__TASK ITEM__.
Find the word "canal" in the listing. Copy out each line where it occurs.

__RECORDS FOR PROCESSING__.
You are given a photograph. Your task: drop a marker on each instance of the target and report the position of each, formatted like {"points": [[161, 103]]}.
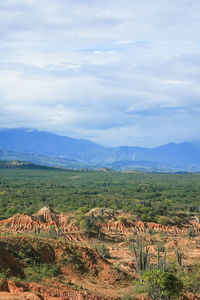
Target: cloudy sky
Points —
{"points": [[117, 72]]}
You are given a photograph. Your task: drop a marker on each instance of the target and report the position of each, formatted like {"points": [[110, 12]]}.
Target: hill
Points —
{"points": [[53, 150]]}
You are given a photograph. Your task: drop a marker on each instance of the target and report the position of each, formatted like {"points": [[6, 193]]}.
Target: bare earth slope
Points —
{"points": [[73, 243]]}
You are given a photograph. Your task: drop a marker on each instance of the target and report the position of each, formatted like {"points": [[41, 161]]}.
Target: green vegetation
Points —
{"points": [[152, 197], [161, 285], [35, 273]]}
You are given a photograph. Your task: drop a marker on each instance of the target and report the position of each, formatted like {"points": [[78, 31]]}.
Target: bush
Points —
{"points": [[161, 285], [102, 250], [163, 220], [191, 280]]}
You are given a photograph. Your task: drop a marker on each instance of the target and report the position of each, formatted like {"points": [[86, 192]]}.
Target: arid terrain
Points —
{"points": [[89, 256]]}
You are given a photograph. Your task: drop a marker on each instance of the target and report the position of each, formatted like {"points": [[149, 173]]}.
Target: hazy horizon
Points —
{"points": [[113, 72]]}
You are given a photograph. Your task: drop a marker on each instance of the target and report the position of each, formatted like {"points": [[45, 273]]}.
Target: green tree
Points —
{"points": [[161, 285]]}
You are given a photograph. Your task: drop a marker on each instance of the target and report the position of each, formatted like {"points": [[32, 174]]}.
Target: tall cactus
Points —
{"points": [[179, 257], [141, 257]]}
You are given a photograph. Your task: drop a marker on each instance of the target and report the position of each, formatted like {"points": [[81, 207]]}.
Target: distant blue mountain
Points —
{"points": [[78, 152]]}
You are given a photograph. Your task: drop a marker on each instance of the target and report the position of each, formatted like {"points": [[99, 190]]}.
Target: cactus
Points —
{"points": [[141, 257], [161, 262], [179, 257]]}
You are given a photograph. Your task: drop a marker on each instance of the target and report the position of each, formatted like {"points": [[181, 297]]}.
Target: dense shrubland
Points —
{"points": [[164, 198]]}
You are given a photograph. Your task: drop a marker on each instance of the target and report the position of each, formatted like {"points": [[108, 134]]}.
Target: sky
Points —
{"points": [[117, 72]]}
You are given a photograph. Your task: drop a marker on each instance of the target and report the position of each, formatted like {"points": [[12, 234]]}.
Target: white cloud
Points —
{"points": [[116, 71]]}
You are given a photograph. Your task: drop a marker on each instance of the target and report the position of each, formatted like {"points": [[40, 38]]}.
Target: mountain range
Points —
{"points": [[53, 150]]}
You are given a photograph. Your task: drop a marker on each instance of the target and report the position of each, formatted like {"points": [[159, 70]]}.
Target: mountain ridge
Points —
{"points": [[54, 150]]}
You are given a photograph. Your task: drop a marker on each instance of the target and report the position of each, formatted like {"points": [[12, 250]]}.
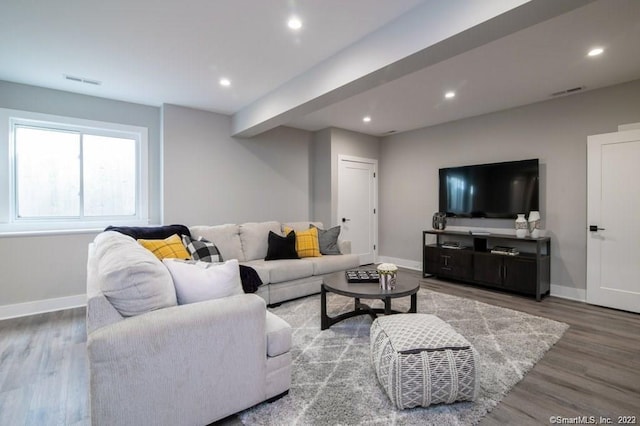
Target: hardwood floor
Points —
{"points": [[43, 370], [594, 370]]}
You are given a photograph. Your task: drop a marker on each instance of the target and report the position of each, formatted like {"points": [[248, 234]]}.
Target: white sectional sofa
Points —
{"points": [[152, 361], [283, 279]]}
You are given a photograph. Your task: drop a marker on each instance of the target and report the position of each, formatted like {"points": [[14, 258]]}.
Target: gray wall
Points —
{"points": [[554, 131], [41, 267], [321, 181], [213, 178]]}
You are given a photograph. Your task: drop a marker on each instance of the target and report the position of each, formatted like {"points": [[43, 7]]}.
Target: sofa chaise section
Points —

--

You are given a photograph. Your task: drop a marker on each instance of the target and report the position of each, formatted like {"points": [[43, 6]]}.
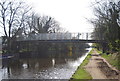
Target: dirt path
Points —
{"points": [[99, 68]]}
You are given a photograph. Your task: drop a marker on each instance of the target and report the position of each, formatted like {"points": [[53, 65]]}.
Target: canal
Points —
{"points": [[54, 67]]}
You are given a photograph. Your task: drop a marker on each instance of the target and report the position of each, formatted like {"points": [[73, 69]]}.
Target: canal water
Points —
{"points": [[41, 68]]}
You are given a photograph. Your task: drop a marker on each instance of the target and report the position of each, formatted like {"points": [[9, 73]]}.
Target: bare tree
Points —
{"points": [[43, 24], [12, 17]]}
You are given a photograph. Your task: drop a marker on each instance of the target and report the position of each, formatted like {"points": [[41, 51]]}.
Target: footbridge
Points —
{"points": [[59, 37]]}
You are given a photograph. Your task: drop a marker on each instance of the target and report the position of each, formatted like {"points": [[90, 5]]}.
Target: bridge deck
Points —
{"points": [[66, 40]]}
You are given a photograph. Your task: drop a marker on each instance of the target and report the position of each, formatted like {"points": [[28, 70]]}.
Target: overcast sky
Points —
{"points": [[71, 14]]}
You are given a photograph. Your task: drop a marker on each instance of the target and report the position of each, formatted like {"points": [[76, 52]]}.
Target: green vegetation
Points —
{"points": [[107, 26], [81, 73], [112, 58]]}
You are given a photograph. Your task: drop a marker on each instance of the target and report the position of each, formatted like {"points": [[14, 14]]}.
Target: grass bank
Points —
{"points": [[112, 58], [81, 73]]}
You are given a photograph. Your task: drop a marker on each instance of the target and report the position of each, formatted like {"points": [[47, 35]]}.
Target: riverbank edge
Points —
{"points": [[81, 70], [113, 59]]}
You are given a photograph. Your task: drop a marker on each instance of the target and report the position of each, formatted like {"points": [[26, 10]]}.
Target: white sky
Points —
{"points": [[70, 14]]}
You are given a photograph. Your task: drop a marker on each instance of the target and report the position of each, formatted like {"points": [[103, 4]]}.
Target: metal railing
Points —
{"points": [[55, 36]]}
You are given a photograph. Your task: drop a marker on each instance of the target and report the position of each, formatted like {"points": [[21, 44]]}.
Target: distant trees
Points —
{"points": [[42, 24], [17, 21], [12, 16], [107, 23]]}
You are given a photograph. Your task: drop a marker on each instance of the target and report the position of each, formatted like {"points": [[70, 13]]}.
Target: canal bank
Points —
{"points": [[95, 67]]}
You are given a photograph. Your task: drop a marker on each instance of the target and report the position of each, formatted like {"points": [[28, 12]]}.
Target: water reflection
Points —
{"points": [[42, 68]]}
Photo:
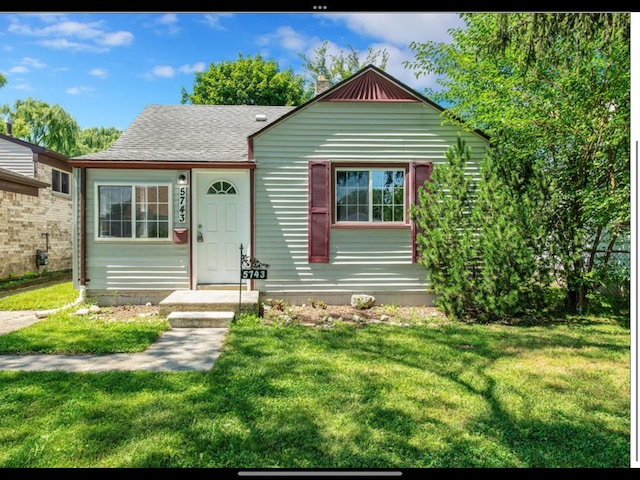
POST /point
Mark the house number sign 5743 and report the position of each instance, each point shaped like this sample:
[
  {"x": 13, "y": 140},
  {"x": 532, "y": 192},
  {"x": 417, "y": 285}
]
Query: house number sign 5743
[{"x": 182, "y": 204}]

__TASK OUTPUT__.
Target: canal
Target: canal water
Target: canal bank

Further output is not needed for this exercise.